_EXERCISES:_
a) Reproduce the passage of the mailing list thread starting with "AFAIK, initial approach" and going on through "stderr automatically etc)".
b) In the mailing list thread, what tool does Allan Streib say almost all sysadmin automation has been moved to?

_SELECTED PASSAGE:_
_____

Re: OT: how do you write your tools /scripts for everyday tasks

2018-05-30 Thread Allan Streib
Markus Rosjat  writes:

> So what you guys using these days, is it shellscripts, c programs,
> perl or?

I've moved almost all my sysadmin automation to ansible. Ansible
provides a large library of modules that handle most common things in an
idempotent way.

https://docs.ansible.com/ansible/latest/index.html

I still use shell scripts for some things, cron jobs and other
housekeeping-type things.

Allan



Re: OT: how do you write your tools /scripts for everyday tasks

2018-05-30 Thread IL Ka
>
>
> Or when the tool would be running long enough that the performance
> difference matters. Also, Javascript/Perl/Python/Ruby/shell all tend
> to be lousy at dealing with anything where control over timing is the
> overriding issue.
>


> Or when your target environment needs you to be miserly with your memory
> use.
>
> Or, for practice.
>
> Or, sometimes, just because there are some things where C is more
> convenient and comprehensible.
>

All points are valid, but I believe they rarely happen with onetime tools.
At least on x86.

AFAIK, initial approach was to create "big" tools with C, and then
use scripts to "glue" them.

See:
https://wikipedia.org/wiki/Programming_in_the_large_and_programming_in_the_small
https://wikipedia.org/wiki/Ousterhout%27s_dichotomy

But nowadays many big projects are written with scripts.

C is ok, but it has price: manual memory management, no separate type for
strings,
no fancy exceptions that report errors to stderr automatically etc)


Re: OT: how do you write your tools /scripts for everyday tasks

2018-05-30 Thread Raul Miller
On Wed, May 30, 2018 at 9:51 AM, IL Ka  wrote:
> There is no reason to use C for "onetime tools" except cases when no other
> API exist.

Or when the tool would be running long enough that the performance
difference matters. Also, Javascript/Perl/Python/Ruby/shell all tend
to be lousy at dealing with anything where control over timing is the
overriding issue.

_____

_DATA LISTING:_

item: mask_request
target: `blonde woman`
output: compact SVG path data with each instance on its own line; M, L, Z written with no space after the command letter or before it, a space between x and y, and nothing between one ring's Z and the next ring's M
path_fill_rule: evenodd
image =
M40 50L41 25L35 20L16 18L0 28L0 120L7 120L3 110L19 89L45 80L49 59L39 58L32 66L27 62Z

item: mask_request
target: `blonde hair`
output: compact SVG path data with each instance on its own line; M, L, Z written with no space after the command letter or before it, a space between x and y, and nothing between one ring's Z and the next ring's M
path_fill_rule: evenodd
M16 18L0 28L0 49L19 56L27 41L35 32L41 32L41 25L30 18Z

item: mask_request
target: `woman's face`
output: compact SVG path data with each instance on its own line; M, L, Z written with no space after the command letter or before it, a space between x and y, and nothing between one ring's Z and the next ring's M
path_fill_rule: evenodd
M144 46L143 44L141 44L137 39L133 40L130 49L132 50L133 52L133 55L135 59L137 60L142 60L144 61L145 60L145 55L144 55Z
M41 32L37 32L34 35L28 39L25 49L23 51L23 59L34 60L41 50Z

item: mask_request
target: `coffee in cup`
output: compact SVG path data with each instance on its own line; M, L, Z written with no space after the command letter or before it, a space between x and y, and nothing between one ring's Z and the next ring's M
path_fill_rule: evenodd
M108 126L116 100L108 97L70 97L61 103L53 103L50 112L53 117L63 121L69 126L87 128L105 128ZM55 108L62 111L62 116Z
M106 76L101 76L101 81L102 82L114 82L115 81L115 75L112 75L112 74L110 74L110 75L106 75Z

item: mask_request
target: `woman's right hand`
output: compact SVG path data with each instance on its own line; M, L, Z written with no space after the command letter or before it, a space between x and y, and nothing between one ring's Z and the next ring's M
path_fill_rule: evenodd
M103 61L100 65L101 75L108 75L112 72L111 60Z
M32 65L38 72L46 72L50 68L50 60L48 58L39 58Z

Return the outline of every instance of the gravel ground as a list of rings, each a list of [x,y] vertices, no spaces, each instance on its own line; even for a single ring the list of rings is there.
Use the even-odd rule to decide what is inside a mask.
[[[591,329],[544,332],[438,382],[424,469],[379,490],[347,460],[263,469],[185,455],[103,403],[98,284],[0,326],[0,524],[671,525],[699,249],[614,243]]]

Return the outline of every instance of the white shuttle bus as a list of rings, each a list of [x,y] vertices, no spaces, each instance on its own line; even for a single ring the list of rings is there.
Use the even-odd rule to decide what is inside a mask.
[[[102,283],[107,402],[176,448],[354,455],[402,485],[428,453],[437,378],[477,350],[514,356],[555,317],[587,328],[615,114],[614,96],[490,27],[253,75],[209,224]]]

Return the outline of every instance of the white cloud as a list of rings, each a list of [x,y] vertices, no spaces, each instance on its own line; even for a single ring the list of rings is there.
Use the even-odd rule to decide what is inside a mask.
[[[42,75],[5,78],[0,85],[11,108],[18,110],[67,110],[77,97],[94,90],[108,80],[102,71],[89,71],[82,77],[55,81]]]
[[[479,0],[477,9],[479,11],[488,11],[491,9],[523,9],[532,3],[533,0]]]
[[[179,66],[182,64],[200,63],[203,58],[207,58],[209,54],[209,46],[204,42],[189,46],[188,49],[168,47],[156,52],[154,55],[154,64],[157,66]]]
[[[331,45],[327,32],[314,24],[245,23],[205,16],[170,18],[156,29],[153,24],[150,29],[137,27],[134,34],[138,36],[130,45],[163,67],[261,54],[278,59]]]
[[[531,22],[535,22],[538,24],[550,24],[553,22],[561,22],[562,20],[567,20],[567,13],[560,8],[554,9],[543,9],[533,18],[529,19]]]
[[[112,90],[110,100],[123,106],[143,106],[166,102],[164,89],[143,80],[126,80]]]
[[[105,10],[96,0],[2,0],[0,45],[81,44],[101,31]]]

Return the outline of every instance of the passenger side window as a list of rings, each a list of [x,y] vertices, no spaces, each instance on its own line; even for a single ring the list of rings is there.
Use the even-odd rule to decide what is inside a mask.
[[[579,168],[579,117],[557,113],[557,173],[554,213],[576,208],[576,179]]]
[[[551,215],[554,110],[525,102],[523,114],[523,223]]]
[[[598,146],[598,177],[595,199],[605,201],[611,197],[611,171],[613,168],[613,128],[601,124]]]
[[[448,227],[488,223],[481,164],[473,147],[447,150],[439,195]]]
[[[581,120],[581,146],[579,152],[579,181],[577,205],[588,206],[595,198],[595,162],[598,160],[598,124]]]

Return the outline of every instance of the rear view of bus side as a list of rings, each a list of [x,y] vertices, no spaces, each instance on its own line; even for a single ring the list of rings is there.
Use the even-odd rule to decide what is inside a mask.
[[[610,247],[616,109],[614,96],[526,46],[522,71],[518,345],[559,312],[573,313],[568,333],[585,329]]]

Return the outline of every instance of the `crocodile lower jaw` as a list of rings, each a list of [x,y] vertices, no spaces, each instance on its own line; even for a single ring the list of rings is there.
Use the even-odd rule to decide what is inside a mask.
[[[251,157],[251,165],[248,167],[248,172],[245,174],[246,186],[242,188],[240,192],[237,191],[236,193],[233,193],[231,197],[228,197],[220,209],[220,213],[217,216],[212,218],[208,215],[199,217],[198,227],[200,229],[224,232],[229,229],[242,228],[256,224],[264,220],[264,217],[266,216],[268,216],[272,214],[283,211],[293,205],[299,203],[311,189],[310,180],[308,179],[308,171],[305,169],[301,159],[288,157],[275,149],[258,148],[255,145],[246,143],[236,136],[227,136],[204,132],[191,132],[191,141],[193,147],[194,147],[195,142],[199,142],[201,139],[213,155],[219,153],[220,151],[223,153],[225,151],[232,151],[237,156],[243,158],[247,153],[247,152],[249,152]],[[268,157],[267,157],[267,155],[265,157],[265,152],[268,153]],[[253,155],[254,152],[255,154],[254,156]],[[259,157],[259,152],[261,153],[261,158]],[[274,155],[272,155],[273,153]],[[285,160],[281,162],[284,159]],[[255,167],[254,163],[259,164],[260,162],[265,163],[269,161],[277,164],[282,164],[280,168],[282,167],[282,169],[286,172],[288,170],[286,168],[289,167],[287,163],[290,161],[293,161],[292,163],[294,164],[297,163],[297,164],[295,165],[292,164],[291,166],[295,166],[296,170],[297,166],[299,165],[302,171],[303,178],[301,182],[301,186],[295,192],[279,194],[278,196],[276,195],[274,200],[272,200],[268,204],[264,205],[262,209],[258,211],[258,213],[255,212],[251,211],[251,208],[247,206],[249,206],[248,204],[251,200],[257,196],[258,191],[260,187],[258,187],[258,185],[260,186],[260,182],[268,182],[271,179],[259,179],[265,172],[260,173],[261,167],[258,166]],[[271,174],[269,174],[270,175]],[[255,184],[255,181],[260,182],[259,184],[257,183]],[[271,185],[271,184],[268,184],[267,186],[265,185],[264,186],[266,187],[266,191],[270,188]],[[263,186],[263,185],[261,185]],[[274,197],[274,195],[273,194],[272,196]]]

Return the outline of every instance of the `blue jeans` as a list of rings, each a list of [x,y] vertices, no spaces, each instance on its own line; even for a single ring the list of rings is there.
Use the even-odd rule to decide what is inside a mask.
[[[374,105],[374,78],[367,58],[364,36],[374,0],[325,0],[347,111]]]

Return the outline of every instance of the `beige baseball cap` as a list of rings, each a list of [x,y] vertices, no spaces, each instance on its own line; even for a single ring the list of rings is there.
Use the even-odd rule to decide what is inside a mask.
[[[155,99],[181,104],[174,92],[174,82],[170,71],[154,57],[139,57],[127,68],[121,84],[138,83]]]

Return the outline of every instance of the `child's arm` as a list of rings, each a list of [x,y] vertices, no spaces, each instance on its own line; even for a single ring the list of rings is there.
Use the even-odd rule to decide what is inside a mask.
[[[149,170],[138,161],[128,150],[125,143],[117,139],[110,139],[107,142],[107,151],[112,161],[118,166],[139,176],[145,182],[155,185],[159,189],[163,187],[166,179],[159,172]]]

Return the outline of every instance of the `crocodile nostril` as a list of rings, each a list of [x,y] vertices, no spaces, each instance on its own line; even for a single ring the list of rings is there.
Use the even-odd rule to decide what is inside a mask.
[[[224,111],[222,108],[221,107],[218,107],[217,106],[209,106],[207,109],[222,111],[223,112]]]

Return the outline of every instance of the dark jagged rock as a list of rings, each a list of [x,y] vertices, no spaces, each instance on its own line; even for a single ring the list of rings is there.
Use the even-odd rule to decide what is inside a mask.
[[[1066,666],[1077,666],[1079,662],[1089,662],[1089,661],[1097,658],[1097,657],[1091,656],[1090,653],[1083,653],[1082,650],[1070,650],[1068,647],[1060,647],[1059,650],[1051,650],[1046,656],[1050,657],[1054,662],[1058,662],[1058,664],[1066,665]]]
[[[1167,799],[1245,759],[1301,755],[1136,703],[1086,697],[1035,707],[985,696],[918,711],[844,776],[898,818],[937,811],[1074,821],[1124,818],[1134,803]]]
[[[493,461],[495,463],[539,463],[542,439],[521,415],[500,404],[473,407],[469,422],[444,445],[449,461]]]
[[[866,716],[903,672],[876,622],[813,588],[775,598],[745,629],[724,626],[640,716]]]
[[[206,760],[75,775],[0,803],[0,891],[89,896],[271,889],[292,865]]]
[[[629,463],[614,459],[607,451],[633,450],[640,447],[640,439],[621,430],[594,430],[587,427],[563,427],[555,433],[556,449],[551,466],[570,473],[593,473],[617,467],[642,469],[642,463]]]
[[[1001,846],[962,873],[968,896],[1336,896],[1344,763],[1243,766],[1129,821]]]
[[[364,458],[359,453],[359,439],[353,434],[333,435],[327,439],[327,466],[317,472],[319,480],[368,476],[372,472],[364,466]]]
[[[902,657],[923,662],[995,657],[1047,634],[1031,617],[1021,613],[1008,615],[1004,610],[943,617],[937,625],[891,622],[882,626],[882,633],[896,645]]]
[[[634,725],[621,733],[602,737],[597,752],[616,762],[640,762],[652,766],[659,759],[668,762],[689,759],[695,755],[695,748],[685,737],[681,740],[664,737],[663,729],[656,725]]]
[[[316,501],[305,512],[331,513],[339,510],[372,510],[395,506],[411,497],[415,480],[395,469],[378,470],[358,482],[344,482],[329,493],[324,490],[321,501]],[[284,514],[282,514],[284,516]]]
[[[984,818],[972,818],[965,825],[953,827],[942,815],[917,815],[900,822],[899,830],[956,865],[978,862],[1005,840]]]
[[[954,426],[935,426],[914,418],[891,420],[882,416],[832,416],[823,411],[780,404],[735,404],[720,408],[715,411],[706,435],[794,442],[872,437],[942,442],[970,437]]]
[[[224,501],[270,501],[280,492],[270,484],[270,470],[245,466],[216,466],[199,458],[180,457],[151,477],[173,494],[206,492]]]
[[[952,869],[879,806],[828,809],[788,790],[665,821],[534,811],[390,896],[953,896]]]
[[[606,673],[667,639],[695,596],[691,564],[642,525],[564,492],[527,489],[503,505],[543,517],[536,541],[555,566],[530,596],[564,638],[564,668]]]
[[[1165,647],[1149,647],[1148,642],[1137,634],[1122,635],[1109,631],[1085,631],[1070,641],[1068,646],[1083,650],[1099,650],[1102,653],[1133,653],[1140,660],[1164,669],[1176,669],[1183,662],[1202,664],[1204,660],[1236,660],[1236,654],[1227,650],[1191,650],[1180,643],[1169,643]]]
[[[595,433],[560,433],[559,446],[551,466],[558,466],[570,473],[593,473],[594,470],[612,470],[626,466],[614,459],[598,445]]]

_____

_RESPONSES TO THE EXERCISE:_
a)
AFAIK, initial approach was to create "big" tools with C, and then
use scripts to "glue" them.

See:
https://wikipedia.org/wiki/Programming_in_the_large_and_programming_in_the_small
https://wikipedia.org/wiki/Ousterhout%27s_dichotomy

But nowadays many big projects are written with scripts.

C is ok, but it has price: manual memory management, no separate type for
strings,
no fancy exceptions that report errors to stderr automatically etc)

b) Ansible